• Job
The complete listing should be restated exactly.

(Point annotation dataset records)
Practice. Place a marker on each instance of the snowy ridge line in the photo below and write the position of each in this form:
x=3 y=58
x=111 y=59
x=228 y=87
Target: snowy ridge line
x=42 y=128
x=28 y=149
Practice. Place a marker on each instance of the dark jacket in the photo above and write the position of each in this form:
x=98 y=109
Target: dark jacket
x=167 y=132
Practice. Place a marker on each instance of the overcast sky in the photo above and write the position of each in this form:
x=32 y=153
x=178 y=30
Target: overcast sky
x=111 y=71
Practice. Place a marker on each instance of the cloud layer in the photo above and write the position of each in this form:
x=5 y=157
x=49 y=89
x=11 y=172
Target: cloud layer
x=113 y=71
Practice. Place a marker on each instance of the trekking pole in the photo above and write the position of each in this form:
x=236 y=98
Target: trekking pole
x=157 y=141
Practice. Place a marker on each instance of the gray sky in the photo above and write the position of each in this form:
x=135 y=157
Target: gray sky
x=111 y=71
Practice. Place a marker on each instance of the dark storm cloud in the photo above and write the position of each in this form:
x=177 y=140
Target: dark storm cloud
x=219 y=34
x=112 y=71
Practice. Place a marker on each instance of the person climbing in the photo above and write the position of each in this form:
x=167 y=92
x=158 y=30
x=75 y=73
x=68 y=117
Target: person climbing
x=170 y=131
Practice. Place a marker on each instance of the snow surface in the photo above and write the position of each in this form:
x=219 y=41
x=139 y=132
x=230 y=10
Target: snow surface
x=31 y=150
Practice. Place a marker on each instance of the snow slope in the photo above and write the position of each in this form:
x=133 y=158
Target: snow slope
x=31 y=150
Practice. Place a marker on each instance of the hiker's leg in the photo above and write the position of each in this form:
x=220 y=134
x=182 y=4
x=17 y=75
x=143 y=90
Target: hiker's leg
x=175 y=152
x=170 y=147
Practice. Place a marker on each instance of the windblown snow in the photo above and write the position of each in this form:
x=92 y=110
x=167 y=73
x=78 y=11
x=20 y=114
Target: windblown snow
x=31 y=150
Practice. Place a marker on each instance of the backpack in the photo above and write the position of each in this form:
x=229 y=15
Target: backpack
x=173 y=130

• Solution to the problem
Practice. Place a marker on each instance of the snowy ridge line in the photo below and write the position of each in this form:
x=3 y=58
x=111 y=59
x=228 y=87
Target: snowy ridge line
x=42 y=128
x=28 y=149
Practice. Place a marker on each instance of the dark jacket in the photo above and write the position of each in this form:
x=98 y=109
Target: dark jacket
x=167 y=132
Practice. Place a marker on each instance of the overcast sky in the photo above and write the position of each in this form:
x=32 y=153
x=178 y=30
Target: overcast sky
x=111 y=71
Practice. Place a marker on each instance of the cloud layer in the photo above and write the position of each in this form:
x=5 y=157
x=49 y=89
x=11 y=172
Target: cloud layer
x=113 y=71
Practice. Place a marker on each instance of the trekking pole in the photo above and write the position of each in this form:
x=236 y=98
Target: trekking pole
x=157 y=141
Practice. Place a marker on each instance of the gray sky in the photo above and write the position of each in this form:
x=135 y=157
Target: gray sky
x=111 y=71
Practice. Place a marker on each instance of the dark storm cloud in the photo above and write the position of each in this form:
x=177 y=140
Target: dark storm cloud
x=219 y=34
x=112 y=71
Practice. Place a marker on each instance of the person climbing in the photo above and write the position of each in this form:
x=167 y=92
x=158 y=30
x=75 y=73
x=68 y=117
Target: person climbing
x=170 y=131
Practice. Place a marker on each instance of the snow surface in the photo above and write the position of each in this form:
x=219 y=41
x=139 y=132
x=230 y=10
Target: snow surface
x=31 y=150
Practice. Place a marker on each instance of the snow slope in the photo above and write the position of each in this form:
x=133 y=158
Target: snow slope
x=31 y=150
Practice. Place a marker on each instance of the hiker's leg in the photo above and write the position of each in this form:
x=220 y=134
x=182 y=4
x=17 y=75
x=143 y=90
Target: hiker's leg
x=175 y=152
x=170 y=147
Practice. Place a marker on each instance of the windblown snow in the photo above and write the position of each in this form:
x=92 y=110
x=167 y=73
x=78 y=11
x=20 y=114
Target: windblown snow
x=31 y=150
Practice. Place a marker on each instance of the backpack in the photo above and write the position of each in this form:
x=229 y=15
Target: backpack
x=173 y=130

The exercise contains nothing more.